### What the task asks
Rewrite the Grand Island text between "Kayaks can be" and "and multi-day trips.", inclusive, so that "Kayaks" becomes "Sea kayaks", and give back that revised stretch.

___ Given passage

Trout Bay, facing northeast but still protected, is wonderful for hikers and kayakers. It has several primitive campsites. See below.

Paddlers can explore the protected shores of Munising Bay and the west shore as well. Munising Bay has many interesting shipwrecks close to the surface, which paddlers and boaters can see.

Kayaks can be rented at Northern Waters (906-387-2323) for use on Grand Island, to people who have taken a course. See points of interest in Munising. Northern Waters offers day-trip and multi-day trips.

Warning: only very experienced kayakers good at reading the weather should ever dare to venture to paddle around the island's north shore, exposed to strong winds and sudden storms.

Less active visitors can get good views of Grand Island's sandstone cliffs on the south shore on the TWO BOAT TOURS: the Pictured Rocks Cruise and the Glass-Bottom Boat Shipwreck Tour. (The shipwreck tour gets close to the west shore, too.) See Munising points of interest. Passengers can see the picturesque, privately owned East Channel Lighthouse, its wood weathered to a dark gray. The Alger County Historical Society spearheaded efforts to preserve the lighthouse.

Grand Island home
When you take the little ferry boat to Williams Landing, you get a closer look at one of the 17 private residences on the island. If put up for sale, the federal government has the right of first refusal.

To make the island more accessible to the general public, there is ALTRAN's 3 to 3½ hour GRAND ISLAND BUS TOUR. The tour focuses on the island's natural and human history. It passes the Hotel Williams buildings, stops at the stone quarry cottage and exhibits, the cemetery, Murray Bay, the Duck Lake boardwalk, Trout Bay beach and Trout Bay overlook. Then it cuts across the island to the Waterfall Beach Overlook on the west side. The tour is offered daily at noon from June 15 into early October. There's an additional 3:30 p.m. tour from July 1 through Labor Day. The cost, around $20, includes the ferry ride. Kids 12 and under are $11. Call (906) 387-4805 for reservations. The van is wheelchair-accessible, but most trails are sandy with uneven ground.

______
___ Material shown

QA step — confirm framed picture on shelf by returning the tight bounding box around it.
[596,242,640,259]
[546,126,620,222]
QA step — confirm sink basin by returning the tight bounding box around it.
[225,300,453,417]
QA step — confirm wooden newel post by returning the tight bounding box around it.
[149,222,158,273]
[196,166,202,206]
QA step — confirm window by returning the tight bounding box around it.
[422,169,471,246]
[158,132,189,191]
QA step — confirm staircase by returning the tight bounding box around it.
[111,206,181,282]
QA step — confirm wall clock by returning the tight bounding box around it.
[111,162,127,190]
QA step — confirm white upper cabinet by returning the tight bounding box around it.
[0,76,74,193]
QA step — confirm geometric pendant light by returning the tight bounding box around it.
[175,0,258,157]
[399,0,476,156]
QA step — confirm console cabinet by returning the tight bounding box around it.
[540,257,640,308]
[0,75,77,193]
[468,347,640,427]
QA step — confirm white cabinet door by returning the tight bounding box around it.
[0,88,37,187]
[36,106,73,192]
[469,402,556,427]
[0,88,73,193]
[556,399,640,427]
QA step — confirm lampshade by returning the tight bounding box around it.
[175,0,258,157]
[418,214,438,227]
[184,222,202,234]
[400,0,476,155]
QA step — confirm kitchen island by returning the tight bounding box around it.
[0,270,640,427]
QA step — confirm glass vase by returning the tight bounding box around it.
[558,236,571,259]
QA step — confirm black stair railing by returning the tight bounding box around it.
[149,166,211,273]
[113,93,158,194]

______

### Exercise answer
Sea kayaks can be rented at Northern Waters (906-387-2323) for use on Grand Island, to people who have taken a course. See points of interest in Munising. Northern Waters offers day-trip and multi-day trips.